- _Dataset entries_
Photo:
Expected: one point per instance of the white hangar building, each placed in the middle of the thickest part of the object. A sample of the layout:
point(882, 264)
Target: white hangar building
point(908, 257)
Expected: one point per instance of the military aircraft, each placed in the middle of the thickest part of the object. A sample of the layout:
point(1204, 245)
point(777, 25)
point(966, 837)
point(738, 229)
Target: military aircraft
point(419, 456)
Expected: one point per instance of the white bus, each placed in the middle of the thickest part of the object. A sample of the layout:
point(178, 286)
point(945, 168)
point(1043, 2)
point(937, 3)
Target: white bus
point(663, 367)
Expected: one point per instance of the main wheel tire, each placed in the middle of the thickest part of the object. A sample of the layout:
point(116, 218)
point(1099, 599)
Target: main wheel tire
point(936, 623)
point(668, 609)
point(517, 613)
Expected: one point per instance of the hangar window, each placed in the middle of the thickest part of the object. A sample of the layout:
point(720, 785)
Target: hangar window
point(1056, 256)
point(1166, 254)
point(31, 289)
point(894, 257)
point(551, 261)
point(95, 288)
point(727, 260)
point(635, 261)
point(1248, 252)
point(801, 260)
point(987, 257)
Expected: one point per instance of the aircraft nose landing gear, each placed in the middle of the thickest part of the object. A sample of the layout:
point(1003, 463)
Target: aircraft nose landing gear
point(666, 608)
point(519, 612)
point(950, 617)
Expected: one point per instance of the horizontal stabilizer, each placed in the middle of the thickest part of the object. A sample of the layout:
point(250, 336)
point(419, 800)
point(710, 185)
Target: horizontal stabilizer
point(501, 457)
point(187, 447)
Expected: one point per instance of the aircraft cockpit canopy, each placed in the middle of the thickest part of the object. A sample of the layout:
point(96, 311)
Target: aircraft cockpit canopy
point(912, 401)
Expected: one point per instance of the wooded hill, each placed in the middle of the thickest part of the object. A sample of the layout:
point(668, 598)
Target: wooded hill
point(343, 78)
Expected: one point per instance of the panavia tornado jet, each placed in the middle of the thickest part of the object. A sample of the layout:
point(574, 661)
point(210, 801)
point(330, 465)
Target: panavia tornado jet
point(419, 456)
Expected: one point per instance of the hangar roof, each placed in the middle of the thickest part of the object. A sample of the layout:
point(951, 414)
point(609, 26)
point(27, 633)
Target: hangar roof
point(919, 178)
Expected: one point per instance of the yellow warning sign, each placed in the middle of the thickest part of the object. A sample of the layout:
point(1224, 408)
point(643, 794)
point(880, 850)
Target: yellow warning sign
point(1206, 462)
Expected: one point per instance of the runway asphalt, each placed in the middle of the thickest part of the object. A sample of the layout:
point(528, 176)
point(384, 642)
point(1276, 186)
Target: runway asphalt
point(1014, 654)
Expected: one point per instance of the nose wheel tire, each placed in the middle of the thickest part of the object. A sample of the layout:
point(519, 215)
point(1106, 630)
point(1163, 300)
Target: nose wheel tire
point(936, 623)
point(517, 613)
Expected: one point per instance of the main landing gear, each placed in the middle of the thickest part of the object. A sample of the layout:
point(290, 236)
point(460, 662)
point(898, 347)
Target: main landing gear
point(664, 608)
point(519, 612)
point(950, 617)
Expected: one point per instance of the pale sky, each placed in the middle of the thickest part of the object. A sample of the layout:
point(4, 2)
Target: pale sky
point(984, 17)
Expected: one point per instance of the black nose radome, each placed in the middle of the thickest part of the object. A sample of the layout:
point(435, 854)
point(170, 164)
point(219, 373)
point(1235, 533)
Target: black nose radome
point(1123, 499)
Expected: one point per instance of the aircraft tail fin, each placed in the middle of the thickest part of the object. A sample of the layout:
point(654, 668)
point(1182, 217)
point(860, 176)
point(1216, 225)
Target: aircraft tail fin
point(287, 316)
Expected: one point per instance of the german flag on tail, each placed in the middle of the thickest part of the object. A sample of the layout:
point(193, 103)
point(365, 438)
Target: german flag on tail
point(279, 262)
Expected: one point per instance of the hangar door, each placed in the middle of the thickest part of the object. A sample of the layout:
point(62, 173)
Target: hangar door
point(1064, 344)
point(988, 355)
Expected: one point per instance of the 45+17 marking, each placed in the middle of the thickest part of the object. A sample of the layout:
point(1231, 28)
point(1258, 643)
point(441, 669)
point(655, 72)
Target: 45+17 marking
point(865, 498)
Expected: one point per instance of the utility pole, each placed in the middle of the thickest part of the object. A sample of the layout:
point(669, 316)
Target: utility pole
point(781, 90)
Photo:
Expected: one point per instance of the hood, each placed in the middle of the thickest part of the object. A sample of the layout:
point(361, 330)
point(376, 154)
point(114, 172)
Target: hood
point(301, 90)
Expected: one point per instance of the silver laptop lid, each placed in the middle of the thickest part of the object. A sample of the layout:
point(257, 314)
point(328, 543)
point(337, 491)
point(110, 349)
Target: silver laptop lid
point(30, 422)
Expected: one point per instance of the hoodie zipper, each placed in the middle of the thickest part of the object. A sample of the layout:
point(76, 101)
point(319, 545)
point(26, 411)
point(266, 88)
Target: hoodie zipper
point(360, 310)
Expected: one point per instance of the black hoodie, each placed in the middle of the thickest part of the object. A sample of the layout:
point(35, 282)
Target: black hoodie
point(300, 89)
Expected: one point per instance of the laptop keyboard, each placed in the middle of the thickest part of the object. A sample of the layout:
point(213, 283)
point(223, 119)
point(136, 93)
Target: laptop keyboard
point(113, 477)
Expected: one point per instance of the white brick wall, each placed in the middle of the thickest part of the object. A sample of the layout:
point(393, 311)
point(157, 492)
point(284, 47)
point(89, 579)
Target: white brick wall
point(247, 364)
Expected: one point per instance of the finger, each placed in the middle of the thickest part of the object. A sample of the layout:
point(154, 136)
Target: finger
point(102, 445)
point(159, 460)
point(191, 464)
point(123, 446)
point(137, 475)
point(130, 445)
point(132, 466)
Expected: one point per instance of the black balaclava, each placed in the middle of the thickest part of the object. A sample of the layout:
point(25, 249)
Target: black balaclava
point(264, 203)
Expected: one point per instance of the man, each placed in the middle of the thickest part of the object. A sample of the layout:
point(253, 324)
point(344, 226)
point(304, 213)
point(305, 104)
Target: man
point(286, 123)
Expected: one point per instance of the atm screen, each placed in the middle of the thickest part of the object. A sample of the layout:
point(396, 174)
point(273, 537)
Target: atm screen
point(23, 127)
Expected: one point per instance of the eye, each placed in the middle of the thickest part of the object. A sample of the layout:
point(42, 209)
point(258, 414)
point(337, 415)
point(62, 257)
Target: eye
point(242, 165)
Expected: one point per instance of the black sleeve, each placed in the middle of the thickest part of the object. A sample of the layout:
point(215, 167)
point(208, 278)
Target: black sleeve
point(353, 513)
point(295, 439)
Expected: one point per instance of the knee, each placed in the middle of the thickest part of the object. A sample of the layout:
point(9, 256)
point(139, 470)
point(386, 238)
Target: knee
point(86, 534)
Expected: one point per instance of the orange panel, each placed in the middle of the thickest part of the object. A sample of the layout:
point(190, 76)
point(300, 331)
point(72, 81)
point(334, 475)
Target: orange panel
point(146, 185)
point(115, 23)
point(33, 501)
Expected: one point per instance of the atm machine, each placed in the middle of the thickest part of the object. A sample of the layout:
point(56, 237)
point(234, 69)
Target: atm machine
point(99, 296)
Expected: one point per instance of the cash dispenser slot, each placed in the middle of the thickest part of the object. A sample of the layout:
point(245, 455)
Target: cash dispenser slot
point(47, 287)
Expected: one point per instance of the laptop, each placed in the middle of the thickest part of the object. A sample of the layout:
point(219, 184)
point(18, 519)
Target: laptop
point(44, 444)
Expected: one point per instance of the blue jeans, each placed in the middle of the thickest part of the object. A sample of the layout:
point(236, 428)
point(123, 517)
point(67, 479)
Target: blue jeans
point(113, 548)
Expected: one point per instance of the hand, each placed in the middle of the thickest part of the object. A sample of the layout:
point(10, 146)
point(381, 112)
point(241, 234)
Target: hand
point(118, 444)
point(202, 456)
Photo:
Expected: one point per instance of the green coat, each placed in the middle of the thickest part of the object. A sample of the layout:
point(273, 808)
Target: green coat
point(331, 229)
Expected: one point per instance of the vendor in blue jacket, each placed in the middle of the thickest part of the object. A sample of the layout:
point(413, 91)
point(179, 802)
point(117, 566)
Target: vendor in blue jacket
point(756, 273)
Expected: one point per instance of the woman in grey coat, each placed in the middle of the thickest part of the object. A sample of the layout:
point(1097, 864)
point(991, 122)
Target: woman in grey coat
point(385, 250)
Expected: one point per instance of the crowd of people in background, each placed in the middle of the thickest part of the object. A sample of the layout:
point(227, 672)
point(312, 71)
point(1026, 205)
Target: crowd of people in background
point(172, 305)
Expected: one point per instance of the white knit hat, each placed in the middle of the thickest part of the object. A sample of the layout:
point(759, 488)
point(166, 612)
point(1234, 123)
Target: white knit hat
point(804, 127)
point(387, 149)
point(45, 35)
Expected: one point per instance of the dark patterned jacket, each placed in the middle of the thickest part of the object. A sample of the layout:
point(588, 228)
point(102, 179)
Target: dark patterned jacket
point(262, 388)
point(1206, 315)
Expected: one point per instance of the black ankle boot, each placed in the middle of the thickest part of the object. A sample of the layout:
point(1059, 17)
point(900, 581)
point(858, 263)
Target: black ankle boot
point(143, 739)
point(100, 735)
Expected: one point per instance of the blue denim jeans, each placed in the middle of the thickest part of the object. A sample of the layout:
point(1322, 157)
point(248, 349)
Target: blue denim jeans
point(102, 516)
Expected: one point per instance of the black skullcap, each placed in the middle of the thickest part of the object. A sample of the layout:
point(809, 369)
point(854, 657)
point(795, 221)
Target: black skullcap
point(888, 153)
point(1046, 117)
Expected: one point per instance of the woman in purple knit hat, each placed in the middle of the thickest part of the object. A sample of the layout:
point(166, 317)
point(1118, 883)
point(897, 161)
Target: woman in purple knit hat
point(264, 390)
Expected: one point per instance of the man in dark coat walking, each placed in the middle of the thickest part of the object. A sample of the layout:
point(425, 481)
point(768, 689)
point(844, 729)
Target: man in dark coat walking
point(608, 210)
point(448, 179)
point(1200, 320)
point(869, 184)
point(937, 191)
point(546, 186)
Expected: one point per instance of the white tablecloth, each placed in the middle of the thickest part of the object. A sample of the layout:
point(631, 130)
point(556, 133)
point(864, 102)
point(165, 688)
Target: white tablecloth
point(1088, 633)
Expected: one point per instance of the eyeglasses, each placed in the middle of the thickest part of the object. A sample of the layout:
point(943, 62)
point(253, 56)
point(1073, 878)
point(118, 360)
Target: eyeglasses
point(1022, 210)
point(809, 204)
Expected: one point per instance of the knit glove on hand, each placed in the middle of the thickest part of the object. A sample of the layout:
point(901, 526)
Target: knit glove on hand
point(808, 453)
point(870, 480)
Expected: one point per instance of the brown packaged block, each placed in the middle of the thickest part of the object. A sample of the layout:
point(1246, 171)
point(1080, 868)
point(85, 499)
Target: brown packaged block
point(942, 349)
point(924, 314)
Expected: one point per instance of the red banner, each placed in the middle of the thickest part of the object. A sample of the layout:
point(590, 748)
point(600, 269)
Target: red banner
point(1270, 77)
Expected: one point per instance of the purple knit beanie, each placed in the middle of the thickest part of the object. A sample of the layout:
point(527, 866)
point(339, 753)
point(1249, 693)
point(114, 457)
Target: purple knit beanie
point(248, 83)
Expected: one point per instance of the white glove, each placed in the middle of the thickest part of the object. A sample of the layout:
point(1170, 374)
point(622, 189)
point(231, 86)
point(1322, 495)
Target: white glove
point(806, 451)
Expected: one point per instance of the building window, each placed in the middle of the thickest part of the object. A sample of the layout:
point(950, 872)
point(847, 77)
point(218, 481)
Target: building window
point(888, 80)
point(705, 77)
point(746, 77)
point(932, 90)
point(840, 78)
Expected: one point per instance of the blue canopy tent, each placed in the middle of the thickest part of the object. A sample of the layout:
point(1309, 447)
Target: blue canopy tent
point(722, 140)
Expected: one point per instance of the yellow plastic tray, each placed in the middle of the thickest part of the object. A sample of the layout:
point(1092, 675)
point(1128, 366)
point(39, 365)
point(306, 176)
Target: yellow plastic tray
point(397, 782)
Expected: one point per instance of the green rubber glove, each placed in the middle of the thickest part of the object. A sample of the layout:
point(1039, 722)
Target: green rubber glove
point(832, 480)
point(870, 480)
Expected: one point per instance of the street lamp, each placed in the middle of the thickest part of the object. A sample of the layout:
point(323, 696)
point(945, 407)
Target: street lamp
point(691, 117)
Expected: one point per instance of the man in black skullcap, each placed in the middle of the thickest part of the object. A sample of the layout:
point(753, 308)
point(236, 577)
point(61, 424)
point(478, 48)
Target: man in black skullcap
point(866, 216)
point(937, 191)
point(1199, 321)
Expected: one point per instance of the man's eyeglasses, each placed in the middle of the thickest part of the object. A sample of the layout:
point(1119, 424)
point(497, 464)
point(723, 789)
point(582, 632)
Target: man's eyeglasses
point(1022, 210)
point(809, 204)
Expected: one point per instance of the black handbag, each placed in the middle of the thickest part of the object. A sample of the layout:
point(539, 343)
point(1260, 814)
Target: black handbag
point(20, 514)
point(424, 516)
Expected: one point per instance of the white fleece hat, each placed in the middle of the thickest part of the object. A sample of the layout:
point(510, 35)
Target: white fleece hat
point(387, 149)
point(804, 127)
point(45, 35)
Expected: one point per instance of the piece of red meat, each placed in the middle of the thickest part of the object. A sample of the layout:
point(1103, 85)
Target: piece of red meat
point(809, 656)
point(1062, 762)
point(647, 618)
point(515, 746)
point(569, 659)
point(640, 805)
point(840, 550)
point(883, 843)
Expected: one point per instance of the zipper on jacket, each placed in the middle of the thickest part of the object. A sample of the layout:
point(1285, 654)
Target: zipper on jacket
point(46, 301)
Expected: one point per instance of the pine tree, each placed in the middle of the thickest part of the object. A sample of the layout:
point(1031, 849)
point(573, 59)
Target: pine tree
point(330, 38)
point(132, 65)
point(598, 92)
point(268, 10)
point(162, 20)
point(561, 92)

- _TO DO_
Only the lines from the one containing "Expected: one point per instance of the piece" to the end of the listing belong in the output, each reproduced exactly.

- _ANSWER_
Expected: one point per instance of the piece of red meat, each placed in the middle of the thickest part of the object. A sample of the layout:
point(1103, 85)
Target: piece of red meat
point(809, 656)
point(1062, 762)
point(647, 618)
point(515, 746)
point(569, 659)
point(640, 805)
point(840, 550)
point(883, 843)
Expected: one point per instance of the zipper on jacket, each placed in the middle of the thickest part of the object. A sample of the layout:
point(1285, 654)
Target: zipper on jacket
point(46, 301)
Expected: one point per instance of the pine tree, each placed in the middle of the thickest part of the object. A sample of the layout:
point(1031, 849)
point(573, 59)
Target: pine tree
point(330, 38)
point(132, 65)
point(598, 92)
point(268, 10)
point(162, 20)
point(561, 92)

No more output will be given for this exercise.